**Source material**
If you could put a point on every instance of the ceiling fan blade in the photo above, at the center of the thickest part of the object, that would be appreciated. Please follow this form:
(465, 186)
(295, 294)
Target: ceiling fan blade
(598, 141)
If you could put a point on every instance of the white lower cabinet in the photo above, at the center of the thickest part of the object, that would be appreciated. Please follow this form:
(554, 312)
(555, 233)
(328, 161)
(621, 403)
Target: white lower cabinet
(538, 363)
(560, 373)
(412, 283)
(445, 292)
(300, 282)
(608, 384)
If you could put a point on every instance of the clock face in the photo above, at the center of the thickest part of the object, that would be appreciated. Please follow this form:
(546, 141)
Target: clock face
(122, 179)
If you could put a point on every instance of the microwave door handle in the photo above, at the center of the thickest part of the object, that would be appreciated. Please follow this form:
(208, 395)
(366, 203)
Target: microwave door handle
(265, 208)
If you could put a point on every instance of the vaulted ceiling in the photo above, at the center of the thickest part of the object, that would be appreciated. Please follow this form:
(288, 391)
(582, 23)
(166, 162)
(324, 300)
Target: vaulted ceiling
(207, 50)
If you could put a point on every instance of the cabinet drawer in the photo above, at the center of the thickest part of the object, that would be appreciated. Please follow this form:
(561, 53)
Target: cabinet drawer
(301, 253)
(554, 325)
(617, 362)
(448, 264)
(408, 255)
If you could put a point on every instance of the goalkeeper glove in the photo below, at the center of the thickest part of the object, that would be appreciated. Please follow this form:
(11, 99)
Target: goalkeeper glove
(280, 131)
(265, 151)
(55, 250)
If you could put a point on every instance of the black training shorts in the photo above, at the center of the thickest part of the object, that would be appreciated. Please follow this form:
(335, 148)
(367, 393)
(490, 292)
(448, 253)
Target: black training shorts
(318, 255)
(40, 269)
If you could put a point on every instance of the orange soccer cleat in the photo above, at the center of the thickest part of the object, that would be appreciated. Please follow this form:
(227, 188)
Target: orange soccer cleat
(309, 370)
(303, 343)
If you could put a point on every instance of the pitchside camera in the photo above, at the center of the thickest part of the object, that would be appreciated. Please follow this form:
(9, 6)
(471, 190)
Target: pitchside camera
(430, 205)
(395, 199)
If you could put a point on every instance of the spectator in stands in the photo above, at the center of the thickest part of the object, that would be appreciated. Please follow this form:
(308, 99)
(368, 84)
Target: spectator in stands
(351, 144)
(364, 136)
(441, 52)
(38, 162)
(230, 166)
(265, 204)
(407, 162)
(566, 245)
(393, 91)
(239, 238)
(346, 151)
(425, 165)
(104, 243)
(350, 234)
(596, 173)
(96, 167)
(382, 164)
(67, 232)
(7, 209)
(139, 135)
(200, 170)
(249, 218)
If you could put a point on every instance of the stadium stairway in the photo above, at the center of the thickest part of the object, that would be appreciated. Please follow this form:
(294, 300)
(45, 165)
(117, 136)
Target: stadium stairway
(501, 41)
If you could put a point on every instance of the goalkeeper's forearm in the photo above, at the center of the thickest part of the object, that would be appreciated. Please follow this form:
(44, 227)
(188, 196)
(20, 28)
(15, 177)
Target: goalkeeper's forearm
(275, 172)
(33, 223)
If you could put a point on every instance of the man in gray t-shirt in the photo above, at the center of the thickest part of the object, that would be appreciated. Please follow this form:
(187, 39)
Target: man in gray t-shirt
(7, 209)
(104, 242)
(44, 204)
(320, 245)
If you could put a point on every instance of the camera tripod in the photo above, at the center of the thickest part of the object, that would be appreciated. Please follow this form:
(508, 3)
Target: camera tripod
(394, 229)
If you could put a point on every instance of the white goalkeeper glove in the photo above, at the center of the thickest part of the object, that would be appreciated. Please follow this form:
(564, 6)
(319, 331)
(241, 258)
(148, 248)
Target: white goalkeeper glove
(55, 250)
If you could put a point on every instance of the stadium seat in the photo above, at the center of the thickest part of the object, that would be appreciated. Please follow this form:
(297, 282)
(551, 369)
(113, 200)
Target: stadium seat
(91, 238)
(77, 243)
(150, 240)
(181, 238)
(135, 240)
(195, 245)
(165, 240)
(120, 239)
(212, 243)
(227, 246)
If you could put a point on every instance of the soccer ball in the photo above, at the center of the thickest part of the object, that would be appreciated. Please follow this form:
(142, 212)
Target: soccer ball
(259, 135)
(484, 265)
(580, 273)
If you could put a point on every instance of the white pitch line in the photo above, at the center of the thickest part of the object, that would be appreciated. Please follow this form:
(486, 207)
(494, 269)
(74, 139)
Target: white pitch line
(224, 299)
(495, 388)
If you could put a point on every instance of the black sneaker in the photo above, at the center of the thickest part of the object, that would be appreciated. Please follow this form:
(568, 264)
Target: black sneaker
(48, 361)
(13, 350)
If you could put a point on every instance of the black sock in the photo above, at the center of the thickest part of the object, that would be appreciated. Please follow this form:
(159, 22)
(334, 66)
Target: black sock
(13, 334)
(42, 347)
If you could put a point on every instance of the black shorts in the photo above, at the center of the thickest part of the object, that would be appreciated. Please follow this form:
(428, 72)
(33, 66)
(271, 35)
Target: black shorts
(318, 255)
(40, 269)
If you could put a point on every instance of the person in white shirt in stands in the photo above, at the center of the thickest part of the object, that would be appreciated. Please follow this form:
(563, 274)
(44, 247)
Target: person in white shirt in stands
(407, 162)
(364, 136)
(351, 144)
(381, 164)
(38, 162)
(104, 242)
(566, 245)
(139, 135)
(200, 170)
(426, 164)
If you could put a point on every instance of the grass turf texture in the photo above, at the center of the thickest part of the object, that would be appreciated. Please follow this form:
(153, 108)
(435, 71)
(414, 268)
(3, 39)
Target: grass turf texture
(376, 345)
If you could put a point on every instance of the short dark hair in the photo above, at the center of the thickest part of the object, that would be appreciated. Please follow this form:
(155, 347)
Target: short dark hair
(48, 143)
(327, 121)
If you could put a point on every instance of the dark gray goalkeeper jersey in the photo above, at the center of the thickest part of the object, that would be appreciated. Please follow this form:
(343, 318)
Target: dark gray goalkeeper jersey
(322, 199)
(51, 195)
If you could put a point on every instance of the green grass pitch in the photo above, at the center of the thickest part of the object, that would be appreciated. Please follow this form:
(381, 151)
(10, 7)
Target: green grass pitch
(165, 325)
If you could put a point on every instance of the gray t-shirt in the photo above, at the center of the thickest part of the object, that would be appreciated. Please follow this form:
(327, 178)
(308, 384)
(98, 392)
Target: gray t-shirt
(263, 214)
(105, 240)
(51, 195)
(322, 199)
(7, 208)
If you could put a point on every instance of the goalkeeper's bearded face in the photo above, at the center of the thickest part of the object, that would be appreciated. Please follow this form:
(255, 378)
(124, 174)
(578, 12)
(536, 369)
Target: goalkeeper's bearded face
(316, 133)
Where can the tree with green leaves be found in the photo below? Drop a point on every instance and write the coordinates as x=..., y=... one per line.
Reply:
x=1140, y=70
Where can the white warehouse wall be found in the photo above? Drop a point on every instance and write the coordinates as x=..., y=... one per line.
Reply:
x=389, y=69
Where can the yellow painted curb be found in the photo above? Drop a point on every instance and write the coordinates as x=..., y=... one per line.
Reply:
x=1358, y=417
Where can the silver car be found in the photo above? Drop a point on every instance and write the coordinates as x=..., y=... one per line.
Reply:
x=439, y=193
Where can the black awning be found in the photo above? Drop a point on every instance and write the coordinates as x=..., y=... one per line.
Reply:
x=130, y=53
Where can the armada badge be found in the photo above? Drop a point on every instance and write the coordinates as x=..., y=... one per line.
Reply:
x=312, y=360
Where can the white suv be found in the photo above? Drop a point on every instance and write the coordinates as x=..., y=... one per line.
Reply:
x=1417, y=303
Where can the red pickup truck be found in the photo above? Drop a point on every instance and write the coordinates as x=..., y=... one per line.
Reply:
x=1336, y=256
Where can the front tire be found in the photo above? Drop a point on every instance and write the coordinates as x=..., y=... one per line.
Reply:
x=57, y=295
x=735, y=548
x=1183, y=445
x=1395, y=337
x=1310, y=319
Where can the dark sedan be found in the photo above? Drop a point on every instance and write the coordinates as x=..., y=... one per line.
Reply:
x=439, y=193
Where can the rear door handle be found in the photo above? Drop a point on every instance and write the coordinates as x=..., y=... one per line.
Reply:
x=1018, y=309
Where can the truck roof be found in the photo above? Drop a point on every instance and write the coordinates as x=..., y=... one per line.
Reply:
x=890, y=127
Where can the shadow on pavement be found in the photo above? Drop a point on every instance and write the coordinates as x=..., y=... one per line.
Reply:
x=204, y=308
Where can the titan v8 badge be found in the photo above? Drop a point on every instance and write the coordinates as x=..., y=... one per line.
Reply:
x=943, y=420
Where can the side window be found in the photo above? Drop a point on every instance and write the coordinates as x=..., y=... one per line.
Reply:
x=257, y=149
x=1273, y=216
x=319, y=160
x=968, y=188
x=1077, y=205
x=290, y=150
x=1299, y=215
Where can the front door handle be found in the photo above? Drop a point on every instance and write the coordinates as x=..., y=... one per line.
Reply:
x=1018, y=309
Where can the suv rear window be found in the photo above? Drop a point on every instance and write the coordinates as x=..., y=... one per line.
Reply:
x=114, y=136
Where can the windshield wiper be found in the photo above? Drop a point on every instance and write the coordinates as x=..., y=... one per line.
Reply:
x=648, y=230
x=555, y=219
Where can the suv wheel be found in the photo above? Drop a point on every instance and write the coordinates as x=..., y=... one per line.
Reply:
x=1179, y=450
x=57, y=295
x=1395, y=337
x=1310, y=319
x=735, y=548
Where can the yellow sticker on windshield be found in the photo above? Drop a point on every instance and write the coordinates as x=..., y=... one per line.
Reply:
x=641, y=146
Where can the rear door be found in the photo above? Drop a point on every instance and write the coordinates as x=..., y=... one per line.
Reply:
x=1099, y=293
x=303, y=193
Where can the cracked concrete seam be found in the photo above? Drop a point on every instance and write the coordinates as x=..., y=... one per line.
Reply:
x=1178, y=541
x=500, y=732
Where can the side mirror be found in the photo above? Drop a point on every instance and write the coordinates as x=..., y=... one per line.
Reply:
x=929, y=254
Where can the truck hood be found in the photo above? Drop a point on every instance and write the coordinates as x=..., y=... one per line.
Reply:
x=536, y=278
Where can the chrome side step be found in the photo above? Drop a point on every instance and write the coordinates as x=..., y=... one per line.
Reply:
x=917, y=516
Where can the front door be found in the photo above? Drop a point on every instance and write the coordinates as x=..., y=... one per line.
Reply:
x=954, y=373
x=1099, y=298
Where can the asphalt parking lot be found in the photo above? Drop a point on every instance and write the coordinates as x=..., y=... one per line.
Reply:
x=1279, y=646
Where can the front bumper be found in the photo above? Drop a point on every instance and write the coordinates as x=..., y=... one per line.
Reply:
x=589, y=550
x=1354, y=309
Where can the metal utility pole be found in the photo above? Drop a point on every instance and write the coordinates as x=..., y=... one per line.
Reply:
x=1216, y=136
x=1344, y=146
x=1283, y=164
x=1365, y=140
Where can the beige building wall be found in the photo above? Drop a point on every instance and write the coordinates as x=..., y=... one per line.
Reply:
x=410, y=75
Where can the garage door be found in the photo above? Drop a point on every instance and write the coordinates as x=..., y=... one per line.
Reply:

**Exercise details**
Throughout the material above, find each line with "window" and return it.

**Written answer**
Where can the side window be found in the photo above? Drop a point on every instance and write the coordinates as x=..., y=... one per line.
Where can the suv rear window be found in the photo above? Drop a point on every instance and write the coordinates as x=..., y=... one per line.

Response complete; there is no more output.